======== Study text
Foxp3+ Regulatory T Cells among Tuberculosis Patients: Impact on Prognosis and Restoration of Antigen Specific IFN-? Producing T Cells
Published: Wednesday, September 19, 2012
Author: Amar Singh et al.

by Amar Singh, Aparajita Ballave Dey, Anant Mohan, Prabhat Kumar Sharma, Dipendra Kumar Mitra

CD4+CD25+Foxp3+ Regulatory T cells (Treg) and programmed death-1 (PD-1) molecules have emerged as pivotal players in immune suppression of chronic diseases. However, their impact on the disease severity, therapeutic response and restoration of immune response in human tuberculosis remains unclear. Here, we describe the possible role of Treg cells, their M. tuberculosis driven expansion and contribution of PD-1 pathway to the suppressive function of Treg cells among pulmonary tuberculosis (PTB) patients. Multicolor flow cytometry, cell culture, cells sorting and ELISA were employed to execute the study. Our results showed significant increase in frequency of antigen-reactive Treg cells, which gradually declined during successful therapy and paralleled with decline of M. tuberculosis–specific IL-10 along with elevation of IFN-? production, and raising the IFN-?/IL-4 ratio. Interestingly, persistence of Treg cells tightly correlated with MDR tuberculosis. Also, we show that blocking PD-1/PD-L1 pathway abrogates Treg-mediated suppression, suggesting that the PD-1/PD-L1 pathway is required for Treg-mediated suppression of the antigen-specific T cells. Treg cells possibly play a role in dampening the effector immune response and abrogating PD-1 pathway on Treg cells significantly rescued protective T cell response, suggesting its importance in immune restoration among tuberculosis patients.
================
Activity 1. Rewrite the tuberculosis text beginning at "Foxp3+ Regulatory T Cells among" and stopping after "Singh et al.", swapping "Prognosis" for "Outcome".
Activity 2. Please say whether each statement agrees with the tuberculosis text, answering yes or no and quoting the deciding words: (a) ELISA was one of the methods used in the study. (b) The frequency of antigen-reactive Treg cells rose during successful therapy. (c) Persistence of Treg cells correlated with MDR tuberculosis.
======== Supplied material
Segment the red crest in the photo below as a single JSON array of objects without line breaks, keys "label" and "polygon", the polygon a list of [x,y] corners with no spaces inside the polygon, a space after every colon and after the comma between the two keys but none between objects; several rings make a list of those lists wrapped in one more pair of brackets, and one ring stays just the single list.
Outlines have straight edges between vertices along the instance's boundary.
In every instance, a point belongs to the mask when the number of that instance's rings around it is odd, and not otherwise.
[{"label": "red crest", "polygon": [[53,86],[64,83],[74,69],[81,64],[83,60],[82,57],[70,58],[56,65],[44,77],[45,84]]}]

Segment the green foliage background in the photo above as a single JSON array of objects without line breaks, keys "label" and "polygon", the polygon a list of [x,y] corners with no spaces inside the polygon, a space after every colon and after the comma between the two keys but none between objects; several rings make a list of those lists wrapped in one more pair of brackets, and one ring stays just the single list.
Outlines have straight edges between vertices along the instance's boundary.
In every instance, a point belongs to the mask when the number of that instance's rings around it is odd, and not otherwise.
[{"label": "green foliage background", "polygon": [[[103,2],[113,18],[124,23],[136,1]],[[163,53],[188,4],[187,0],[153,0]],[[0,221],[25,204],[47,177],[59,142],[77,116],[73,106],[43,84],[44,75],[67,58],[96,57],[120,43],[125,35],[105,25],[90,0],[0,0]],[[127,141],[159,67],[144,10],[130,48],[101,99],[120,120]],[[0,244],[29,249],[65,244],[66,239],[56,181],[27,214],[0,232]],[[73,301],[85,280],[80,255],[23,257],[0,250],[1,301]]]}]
================
Problem solution 1.
Foxp3+ Regulatory T Cells among Tuberculosis Patients: Impact on Outcome and Restoration of Antigen Specific IFN-? Producing T Cells
Published: Wednesday, September 19, 2012
Author: Amar Singh et al.

Problem solution 2.
(a) Yes: "Multicolor flow cytometry, cell culture, cells sorting and ELISA were employed to execute the study."
(b) No: "which gradually declined during successful therapy"
(c) Yes: "persistence of Treg cells tightly correlated with MDR tuberculosis"